TEXT PROVIDED
Segment Open

English Abstract In the Netherlands, several initiatives have emerged that aim to rearrange health services and promote intersectoral collaboration at regional level. These initiatives focus on the health needs of a specified population, resembling the ideas of population (health) management. The main goal is to improve population health and quality of care and to control health care costs. The Dutch Ministry of Health, Welfare and Sport designated nine of these initiatives as 'pioneer sites'. In the coming years, the National Institute for Public Health and the Environment (RIVM) will monitor these sites in order to get insight into the implementation process, the determinants of successful population management in the Dutch context, and the impact of the initiatives in terms of population health, quality of care and health spending.
Currently, the nine pioneer sites are under development. Early 2014, they represent organizational networks including different types of organizations. Agreements were signed to confirm the intended cooperation within the network. All pioneer sites contain primary care organizations, hospitals and a health insurer. Other stakeholders or care providers in the health system, such as local governments, participate to varying degrees.
Each pioneer site identified its target population in one of the following ways: geographically (including all citizens living in one or more municipalities); based on the catchment area of specific care providers; or enrollment in a health insurance program.
Each pioneer site defined a set of programs or themes with accompanying interventions to achieve its goals. The scope of these programs is rather broad and varies between the sites. Often, interventions focus on intermediate goals such as substitution of care (from secondary to primary care), integration of services (possibly including welfare) and improved preventive care. At the start, most interventions concern chronic care, the use of medicines and the organization of care around hospital discharge. The pioneer sites aim to include other domains in the future, such as mental health care and youth care.
In the past months, the pioneer sites have elaborated their project plans. Most interventions will be tested and/or implemented from 2014 onwards. More detailed financing arrangements will be made at the intervention level and at the level of the entire site. As yet, there are no definitive contracts between the health insurers and providers of care that are involved in the sites. Forthcoming contracts may include arrangements with respect to pay for performance or shared savings, but this will become clearer in the near future.
Rapport in het kort
In Nederland zijn verschillende initiatieven gestart om zorg en ondersteuning op regionaal niveau anders vorm te geven. Deze regionale populatiegerichte aanpak wordt ook wel populatiemanagement genoemd. Doel van de initiatieven is de gezondheid van de populatie en de kwaliteit van de zorg te verbeteren en de kosten van de zorg te beheersen. Het ministerie van VWS heeft op voordracht van de zorgverzekeraars negen van deze regionale initiatieven geselecteerd als 'proeftuinen'. Het RIVM volgt deze proeftuinen om beter zicht te krijgen op het implementatieproces, op de succes- en faalfactoren en op het effect van de initiatieven op de gezondheid van de populatie en de kwaliteit en kosten van de zorg.

Segment Closed

Carry on the summary of the Dutch population management pioneer sites, picking up after its final sentence.

(Data items)
Segment Open

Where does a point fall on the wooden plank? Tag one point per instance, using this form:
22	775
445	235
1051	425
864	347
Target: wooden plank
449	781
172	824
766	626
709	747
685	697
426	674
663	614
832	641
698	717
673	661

Segment Closed

RESPONSE FOR THIS EXERCISE
Op dit moment zijn de proeftuinen sterk in ontwikkeling. Begin 2014 vormen de proeftuinen netwerken, vastgelegd in convenanten of samenwerkingsovereenkomsten. In de proeftuinen nemen veelal eerstelijnszorgorganisaties, ziekenhuizen en zorgverzekeraars deel, in variërende mate aangevuld met andere actoren zoals de gemeente.
De populaties van de proeftuinen zijn op verschillende manieren afgebakend: geografisch (alle inwoners van een of meerdere gemeenten), op basis van het verzorgingsgebied van de betrokken huisartsen of zorggroepen, en ten slotte wordt nog onderscheid gemaakt tussen wel of niet verzekerd zijn bij de betrokken zorgverzekeraar.
Iedere proeftuin heeft verschillende programma's (thema's) en een bijbehorende set interventies opgesteld. De scope van de programma's is breed en varieert tussen de proeftuinen. De interventies richten zich vaak op thema's als substitutie van zorg (verschuiving van zorg van tweede lijn naar eerste lijn), integratie van zorg (eventueel met welzijn) en preventie. In eerste instantie worden de interventies vooral toegepast op chronische zorg, medicatiegebruik en zorg rondom ontslag. De proeftuinen richten zich grotendeels nog op de eerste- en tweedelijnszorg. Wel is er de ambitie om dit gaandeweg uit te breiden met interventies in andere domeinen, zoals GGZ en jeugdzorg.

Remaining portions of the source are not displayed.